- Aim of the task
Please switch every "Query" to "Label" in the material below and repeat it with nothing else altered. Leave the pictures out of your answer.

- Provided information
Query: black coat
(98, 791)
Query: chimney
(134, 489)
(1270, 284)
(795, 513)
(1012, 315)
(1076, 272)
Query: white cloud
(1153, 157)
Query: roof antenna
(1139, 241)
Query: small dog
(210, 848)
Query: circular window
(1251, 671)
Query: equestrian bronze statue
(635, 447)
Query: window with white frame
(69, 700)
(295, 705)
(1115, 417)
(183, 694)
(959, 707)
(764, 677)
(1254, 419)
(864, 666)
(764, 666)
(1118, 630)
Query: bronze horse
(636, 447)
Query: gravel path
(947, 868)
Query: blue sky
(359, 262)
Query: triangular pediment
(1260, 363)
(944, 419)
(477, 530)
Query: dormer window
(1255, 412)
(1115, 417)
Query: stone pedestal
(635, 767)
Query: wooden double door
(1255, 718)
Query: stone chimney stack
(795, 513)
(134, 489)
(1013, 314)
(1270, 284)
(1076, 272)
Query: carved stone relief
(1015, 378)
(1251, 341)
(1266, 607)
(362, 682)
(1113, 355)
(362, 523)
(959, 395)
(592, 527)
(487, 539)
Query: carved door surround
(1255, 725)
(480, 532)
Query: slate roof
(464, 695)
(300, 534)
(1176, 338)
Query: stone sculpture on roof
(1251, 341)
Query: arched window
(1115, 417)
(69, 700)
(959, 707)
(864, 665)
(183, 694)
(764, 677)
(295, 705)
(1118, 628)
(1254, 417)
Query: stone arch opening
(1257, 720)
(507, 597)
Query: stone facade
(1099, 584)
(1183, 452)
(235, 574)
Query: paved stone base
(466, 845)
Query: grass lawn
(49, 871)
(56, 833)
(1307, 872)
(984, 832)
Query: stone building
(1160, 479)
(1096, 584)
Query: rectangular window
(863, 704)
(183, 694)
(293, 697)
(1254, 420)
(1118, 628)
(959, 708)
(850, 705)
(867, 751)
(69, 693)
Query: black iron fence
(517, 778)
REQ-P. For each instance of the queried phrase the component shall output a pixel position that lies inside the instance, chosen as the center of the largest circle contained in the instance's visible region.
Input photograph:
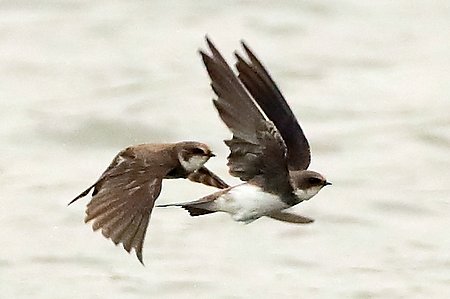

- Task output
Label: black coat
(98, 791)
Label: chimney
(134, 489)
(1270, 284)
(795, 513)
(1012, 315)
(1076, 272)
Label: white cloud
(1153, 157)
Label: roof antenna
(1139, 241)
Label: small dog
(210, 848)
Label: circular window
(1251, 671)
Label: equestrian bronze statue
(635, 447)
Label: window with white frame
(69, 700)
(295, 705)
(1115, 417)
(183, 694)
(959, 707)
(764, 677)
(1254, 419)
(864, 666)
(764, 666)
(1118, 630)
Label: bronze horse
(636, 447)
Label: gravel path
(947, 868)
Label: blue sky
(359, 262)
Label: triangular pediment
(1260, 363)
(944, 419)
(477, 530)
Label: dormer window
(1255, 412)
(1115, 417)
Label: stone pedestal
(635, 767)
Label: wooden double door
(1255, 718)
Label: stone chimney stack
(795, 513)
(134, 489)
(1013, 314)
(1270, 284)
(1076, 272)
Label: carved stone relief
(1015, 378)
(1251, 341)
(1266, 607)
(362, 682)
(1113, 355)
(362, 523)
(959, 395)
(592, 527)
(487, 539)
Label: carved door surround
(1255, 725)
(480, 532)
Label: slate roof
(464, 695)
(300, 534)
(1176, 338)
Label: stone sculpture on roof
(1251, 341)
Label: arched window
(1115, 417)
(69, 700)
(959, 707)
(864, 665)
(183, 694)
(764, 677)
(295, 705)
(1118, 628)
(1254, 417)
Label: stone arch opening
(1257, 720)
(507, 597)
Label: stone facade
(1099, 584)
(1183, 452)
(235, 574)
Label: paved stone base
(466, 845)
Label: grass lawn
(49, 871)
(56, 833)
(1307, 872)
(984, 832)
Label: stone building
(1160, 479)
(1096, 584)
Label: rectangular window
(863, 704)
(183, 694)
(293, 697)
(1254, 420)
(1118, 628)
(959, 708)
(850, 705)
(867, 751)
(69, 693)
Label: black iron fence
(517, 778)
REQ-P. For each instance of the queried phrase the component shall output a pixel position that lies inside the instance, chosen as the center of the largest circle contained in the instance's visible region.
Input photograph:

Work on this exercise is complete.